─── Excerpt ───
Did you know that the novel released alongside the Scars of Mirrodin block didn't feature a single Praetor? That's because they hadn't been conceived of! This was the novel which revealed the return of the Phyrexian menace, and it didn't even know that Elesh Norn, Grand Cenobite existed. There's a problem with the process.
So, Magic Story shifted away from novels entirely. Web fiction had tons of untapped potential, but it lent itself very well to serialized storytelling, and well...
Too Much Gatewatch
I want to come to you with an olive branch, Gatewatch-haters. I don't want to be petty or mean-spirited. I want to be understanding. Many of you played the game from an early time, when you were the only planeswalkers in the game! Then, suddenly, Wizards of the Coast did the Mending and introduced planeswalker cards a set later. Planeswalking meant something specific but powered-down. In time, these characters became the faces of Magic... sort of. Then, these characters were the faces of the Intro Decks and showing up in every single set.
For enfranchised players, I can understand how you might genuinely get tired of a character if you don't actually care about the character or story in general. It requires a lot of twisting myself up in weird knots to do it, but... I can. It feels like Wizards is forcing them on you specifically, when really... they're just trying to make sure the people in the back can hear the song at all.
The Gatewatch was loud. It had to be, to reach as many players as possible. I personally wish we still had active Gatewatch branding and more oaths coming down the line. I like superhero stories, especially from non-traditional sources (i.e., not Marvel or DC) that can do something different with the tropes and ideas. A rugged band of disparate folks gathered together is a tale as old as time.
───
» **Problem to solve**
Extend the piece on Magic's Gatewatch storytelling past its final sentence. The entries that follow are not needed for this.
─── Supplied information ───
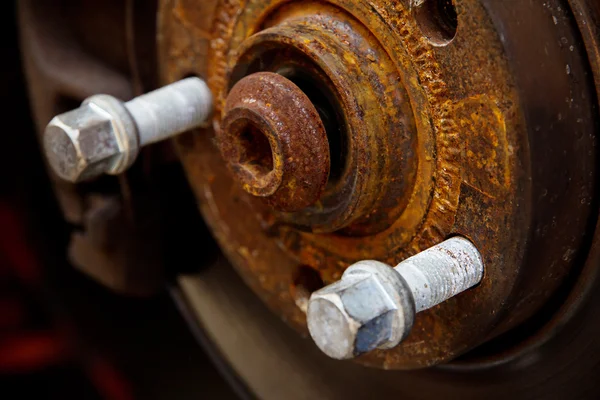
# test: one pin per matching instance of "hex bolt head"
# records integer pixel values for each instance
(104, 134)
(95, 138)
(368, 308)
(373, 305)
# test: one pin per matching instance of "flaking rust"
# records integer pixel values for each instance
(436, 140)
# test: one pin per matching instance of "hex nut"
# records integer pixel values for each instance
(370, 307)
(99, 137)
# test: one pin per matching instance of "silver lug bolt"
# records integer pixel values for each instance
(374, 305)
(104, 135)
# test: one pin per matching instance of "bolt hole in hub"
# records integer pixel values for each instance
(438, 20)
(440, 139)
(330, 114)
(306, 280)
(256, 154)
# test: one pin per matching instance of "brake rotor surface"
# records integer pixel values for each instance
(472, 117)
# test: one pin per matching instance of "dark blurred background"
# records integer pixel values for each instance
(62, 336)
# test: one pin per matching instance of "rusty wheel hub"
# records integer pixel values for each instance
(373, 130)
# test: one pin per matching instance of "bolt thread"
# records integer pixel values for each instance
(441, 272)
(171, 110)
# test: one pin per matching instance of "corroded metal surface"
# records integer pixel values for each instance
(472, 135)
(274, 142)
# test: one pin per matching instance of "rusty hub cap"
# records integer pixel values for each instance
(274, 141)
(439, 122)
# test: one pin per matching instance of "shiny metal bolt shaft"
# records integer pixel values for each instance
(104, 135)
(374, 305)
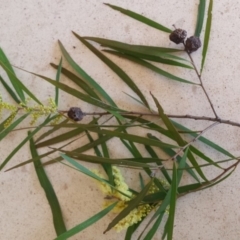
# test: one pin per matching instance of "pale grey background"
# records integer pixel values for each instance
(29, 31)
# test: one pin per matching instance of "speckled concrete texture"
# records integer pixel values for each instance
(29, 31)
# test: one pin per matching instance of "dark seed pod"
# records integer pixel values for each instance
(75, 114)
(193, 44)
(178, 36)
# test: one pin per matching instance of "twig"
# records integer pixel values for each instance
(204, 118)
(201, 82)
(192, 141)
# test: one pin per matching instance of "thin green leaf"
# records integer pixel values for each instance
(49, 132)
(132, 204)
(78, 81)
(20, 85)
(164, 203)
(10, 91)
(49, 191)
(77, 94)
(30, 135)
(181, 166)
(134, 57)
(59, 70)
(4, 62)
(82, 169)
(61, 137)
(170, 222)
(200, 17)
(207, 34)
(140, 18)
(107, 167)
(115, 69)
(134, 162)
(220, 180)
(141, 181)
(162, 168)
(13, 125)
(85, 76)
(152, 67)
(86, 223)
(131, 230)
(177, 137)
(133, 138)
(205, 140)
(154, 228)
(140, 50)
(134, 98)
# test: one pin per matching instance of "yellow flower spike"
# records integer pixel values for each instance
(10, 119)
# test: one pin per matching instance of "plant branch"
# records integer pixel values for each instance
(201, 82)
(192, 141)
(204, 118)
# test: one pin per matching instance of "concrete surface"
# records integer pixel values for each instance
(29, 31)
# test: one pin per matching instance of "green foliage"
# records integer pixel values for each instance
(160, 189)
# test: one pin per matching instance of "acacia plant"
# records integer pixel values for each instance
(169, 147)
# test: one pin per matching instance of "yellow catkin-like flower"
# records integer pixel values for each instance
(6, 106)
(40, 110)
(10, 119)
(136, 215)
(56, 120)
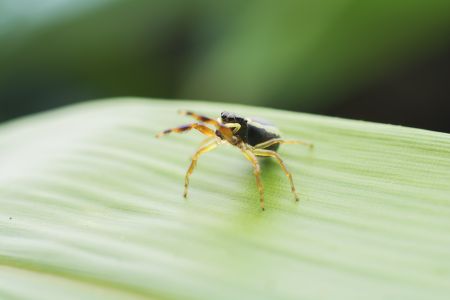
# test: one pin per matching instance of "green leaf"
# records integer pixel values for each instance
(92, 207)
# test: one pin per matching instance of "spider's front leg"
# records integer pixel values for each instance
(256, 171)
(200, 127)
(271, 142)
(203, 149)
(270, 153)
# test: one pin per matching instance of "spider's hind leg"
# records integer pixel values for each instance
(270, 153)
(271, 142)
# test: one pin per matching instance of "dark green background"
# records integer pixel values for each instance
(386, 61)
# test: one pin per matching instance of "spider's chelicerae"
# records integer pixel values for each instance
(254, 137)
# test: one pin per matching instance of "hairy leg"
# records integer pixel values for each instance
(226, 132)
(200, 127)
(281, 141)
(257, 172)
(270, 153)
(203, 149)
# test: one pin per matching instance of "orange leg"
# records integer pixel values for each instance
(271, 142)
(226, 132)
(202, 128)
(206, 148)
(257, 172)
(262, 152)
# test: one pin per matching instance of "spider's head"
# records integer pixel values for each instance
(228, 117)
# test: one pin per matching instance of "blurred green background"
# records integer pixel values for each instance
(379, 60)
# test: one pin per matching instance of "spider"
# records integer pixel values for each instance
(253, 137)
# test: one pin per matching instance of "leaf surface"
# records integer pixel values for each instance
(92, 207)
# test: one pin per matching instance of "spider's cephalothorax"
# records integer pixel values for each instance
(254, 137)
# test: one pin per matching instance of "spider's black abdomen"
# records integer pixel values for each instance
(259, 131)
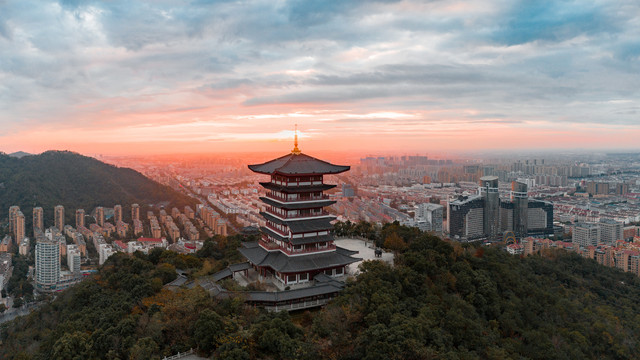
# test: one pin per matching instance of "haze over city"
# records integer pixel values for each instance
(125, 77)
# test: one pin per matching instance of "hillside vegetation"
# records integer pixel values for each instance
(440, 301)
(75, 181)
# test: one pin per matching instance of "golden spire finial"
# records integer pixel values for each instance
(295, 150)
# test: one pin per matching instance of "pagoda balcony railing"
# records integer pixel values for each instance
(276, 230)
(297, 183)
(286, 199)
(273, 246)
(299, 216)
(268, 245)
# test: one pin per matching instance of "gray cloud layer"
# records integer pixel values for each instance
(551, 61)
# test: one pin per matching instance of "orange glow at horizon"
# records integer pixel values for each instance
(342, 131)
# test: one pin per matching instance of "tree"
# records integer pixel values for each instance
(74, 346)
(394, 242)
(207, 330)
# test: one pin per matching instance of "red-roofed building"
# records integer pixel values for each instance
(120, 246)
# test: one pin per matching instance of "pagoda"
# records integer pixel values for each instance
(297, 243)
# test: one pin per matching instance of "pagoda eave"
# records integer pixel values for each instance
(309, 204)
(296, 189)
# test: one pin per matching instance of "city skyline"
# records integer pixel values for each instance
(143, 78)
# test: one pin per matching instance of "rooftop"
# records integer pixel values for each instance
(296, 164)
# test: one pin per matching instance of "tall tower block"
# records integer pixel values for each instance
(520, 199)
(79, 218)
(38, 219)
(58, 216)
(489, 192)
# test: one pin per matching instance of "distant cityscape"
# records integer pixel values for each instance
(65, 254)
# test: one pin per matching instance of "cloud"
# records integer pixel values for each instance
(553, 21)
(110, 64)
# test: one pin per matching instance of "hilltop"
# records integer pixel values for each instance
(75, 181)
(441, 300)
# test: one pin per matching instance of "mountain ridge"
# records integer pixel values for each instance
(76, 181)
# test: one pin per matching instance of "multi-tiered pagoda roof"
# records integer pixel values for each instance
(297, 242)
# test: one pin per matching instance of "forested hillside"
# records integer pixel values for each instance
(75, 181)
(440, 301)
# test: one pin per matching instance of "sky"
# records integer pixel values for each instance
(153, 77)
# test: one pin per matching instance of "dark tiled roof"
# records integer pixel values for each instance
(302, 226)
(292, 164)
(296, 206)
(346, 252)
(281, 262)
(311, 240)
(296, 189)
(230, 270)
(310, 225)
(289, 295)
(297, 241)
(221, 274)
(287, 222)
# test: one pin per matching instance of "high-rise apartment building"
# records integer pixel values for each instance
(489, 192)
(597, 188)
(13, 211)
(19, 232)
(520, 199)
(100, 216)
(487, 216)
(610, 231)
(58, 213)
(47, 262)
(38, 218)
(79, 218)
(466, 217)
(585, 235)
(117, 214)
(432, 215)
(622, 189)
(135, 212)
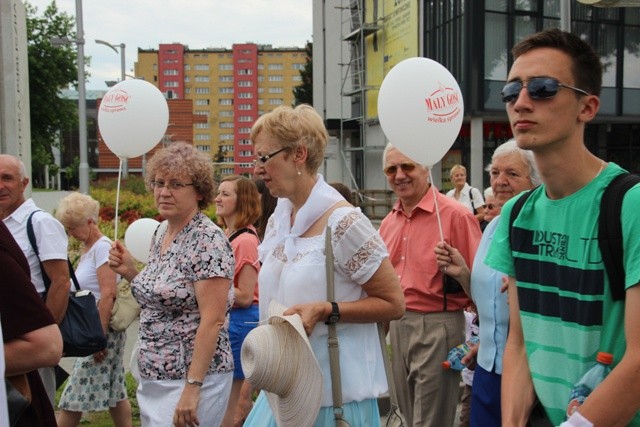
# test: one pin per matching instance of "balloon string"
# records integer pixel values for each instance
(435, 199)
(115, 237)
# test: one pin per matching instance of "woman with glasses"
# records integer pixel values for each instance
(186, 293)
(97, 381)
(512, 170)
(470, 197)
(289, 145)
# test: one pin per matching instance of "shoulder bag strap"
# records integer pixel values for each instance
(334, 354)
(45, 278)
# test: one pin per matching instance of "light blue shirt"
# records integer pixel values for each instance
(493, 310)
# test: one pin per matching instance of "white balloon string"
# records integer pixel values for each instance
(435, 200)
(115, 219)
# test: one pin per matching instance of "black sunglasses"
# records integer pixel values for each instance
(537, 87)
(406, 168)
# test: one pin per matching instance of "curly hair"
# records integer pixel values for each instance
(248, 208)
(76, 208)
(294, 127)
(181, 160)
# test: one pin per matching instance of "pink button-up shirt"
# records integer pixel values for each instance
(411, 238)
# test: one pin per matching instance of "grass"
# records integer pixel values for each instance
(102, 418)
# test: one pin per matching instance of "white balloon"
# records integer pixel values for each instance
(133, 118)
(138, 236)
(420, 108)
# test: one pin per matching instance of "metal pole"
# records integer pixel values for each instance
(83, 169)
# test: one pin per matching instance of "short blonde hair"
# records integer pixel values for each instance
(76, 208)
(294, 127)
(182, 159)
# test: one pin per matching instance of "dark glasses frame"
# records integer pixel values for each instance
(261, 160)
(537, 88)
(406, 168)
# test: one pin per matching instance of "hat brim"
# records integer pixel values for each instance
(300, 406)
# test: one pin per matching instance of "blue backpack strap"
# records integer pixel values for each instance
(610, 231)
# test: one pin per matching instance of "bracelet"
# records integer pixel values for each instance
(194, 382)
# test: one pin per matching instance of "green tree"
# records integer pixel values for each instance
(303, 93)
(51, 69)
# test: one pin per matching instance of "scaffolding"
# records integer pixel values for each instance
(354, 86)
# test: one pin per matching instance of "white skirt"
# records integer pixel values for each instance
(157, 400)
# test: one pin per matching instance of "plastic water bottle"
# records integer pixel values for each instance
(454, 358)
(589, 381)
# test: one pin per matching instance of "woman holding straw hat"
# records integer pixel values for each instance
(289, 146)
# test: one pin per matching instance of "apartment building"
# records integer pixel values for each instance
(230, 87)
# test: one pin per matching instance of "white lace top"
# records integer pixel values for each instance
(358, 252)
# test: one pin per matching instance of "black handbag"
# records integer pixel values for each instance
(81, 329)
(17, 402)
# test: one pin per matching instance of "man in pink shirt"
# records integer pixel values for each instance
(434, 319)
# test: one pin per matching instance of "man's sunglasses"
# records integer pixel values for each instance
(537, 87)
(406, 168)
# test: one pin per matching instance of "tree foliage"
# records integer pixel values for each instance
(51, 69)
(303, 93)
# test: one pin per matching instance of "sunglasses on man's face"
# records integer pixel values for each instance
(406, 168)
(537, 87)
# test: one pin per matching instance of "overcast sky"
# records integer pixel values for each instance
(196, 23)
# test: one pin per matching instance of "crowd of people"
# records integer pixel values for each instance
(293, 264)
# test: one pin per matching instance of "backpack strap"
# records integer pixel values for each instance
(515, 211)
(610, 231)
(32, 240)
(239, 232)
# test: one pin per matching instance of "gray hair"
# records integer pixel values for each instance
(511, 147)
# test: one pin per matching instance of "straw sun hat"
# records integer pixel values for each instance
(278, 359)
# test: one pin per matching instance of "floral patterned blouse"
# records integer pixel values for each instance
(165, 291)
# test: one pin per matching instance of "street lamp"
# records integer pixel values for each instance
(123, 76)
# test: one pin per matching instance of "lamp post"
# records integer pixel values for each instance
(83, 170)
(123, 75)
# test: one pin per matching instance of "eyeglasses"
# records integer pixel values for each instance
(537, 87)
(406, 168)
(261, 160)
(171, 185)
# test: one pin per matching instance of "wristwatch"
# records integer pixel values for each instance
(194, 382)
(334, 317)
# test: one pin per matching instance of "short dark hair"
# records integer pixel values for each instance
───
» **The reply**
But also, obviously, no matter what story structure was used, it would be hated. Magic is a game first, so any story that makes an effort to be part of that game is going to feel forced or tacked on by certain parts of the playerbase. It's important to remember that no matter what you love, somebody hates it.
Even now, with the Gatewatch basically never mentioned, players still rag on it and talk about how much they hated it or how it's still ruining the story. At this point, it's become some weird chant that has largely lost meaning. It's kind of sad, honestly. Those people won, but still won't stop fighting.
Changing From an In-House Team
At the start of the Gatewatch Saga, with Magic Origins, all of the story posted on the Mothership was written by people directly employed at Wizards of the Coast. Folks like Kelly Digges, Michael Yichao, Chris L'Etoile, Alison Lührs, Kimberley J. Kreines (among so many others) worked together in the office to construct the overarching narrative and directly write the story.
This changed with Dominaria (2018), written by Martha Wells. Stories would still be constructed by in-house staff, but they would be written by people outside of the building, by contract.
This was a deeply controversial move, albeit mostly for the people in the Vorthos trenches.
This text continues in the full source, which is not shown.